Rewrite all of the material below with every instance of "a pin per instance" changed to "one point per instance" and nothing else altered. Omit the picture lines from your output.

— start of Given records —

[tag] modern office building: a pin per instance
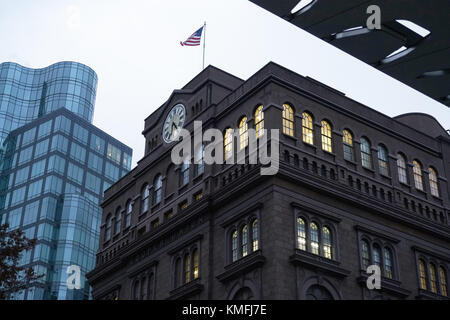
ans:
(55, 166)
(354, 188)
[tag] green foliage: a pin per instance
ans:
(13, 278)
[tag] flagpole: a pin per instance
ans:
(204, 40)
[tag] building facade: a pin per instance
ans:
(55, 166)
(355, 188)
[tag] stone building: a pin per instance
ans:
(354, 188)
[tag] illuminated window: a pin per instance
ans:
(255, 236)
(234, 246)
(187, 268)
(376, 255)
(288, 120)
(128, 214)
(365, 254)
(307, 128)
(301, 234)
(326, 238)
(433, 280)
(117, 221)
(314, 233)
(388, 269)
(383, 160)
(243, 134)
(108, 228)
(326, 136)
(244, 235)
(157, 190)
(347, 139)
(422, 275)
(184, 172)
(417, 170)
(366, 157)
(195, 254)
(259, 121)
(443, 277)
(200, 164)
(183, 205)
(433, 182)
(198, 196)
(145, 198)
(401, 168)
(228, 143)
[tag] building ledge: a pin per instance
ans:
(428, 295)
(389, 286)
(316, 262)
(186, 290)
(241, 266)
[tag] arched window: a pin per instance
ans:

— end of Given records —

**Exercise output:**
[tag] modern office building: one point per instance
ans:
(55, 166)
(354, 188)
[tag] green foliage: one point per instance
ans:
(13, 278)
[tag] flagpole: one point per instance
ans:
(204, 40)
[tag] building facade: one point per instance
ans:
(55, 166)
(355, 188)
[tag] stone building: one point per instance
ans:
(354, 188)
[tag] illuminated window: one point per instance
ans:
(255, 236)
(234, 246)
(187, 268)
(376, 255)
(288, 120)
(128, 214)
(365, 254)
(307, 128)
(301, 234)
(326, 238)
(433, 280)
(117, 221)
(314, 233)
(388, 269)
(383, 160)
(243, 134)
(108, 228)
(326, 136)
(244, 235)
(157, 190)
(347, 139)
(422, 275)
(184, 172)
(417, 170)
(366, 157)
(195, 254)
(259, 121)
(443, 277)
(200, 164)
(183, 205)
(433, 182)
(198, 196)
(145, 198)
(401, 168)
(228, 143)
[tag] building ledge: one point per instance
ans:
(428, 295)
(389, 286)
(316, 262)
(186, 290)
(241, 266)
[tag] arched window: one point per instance
ans:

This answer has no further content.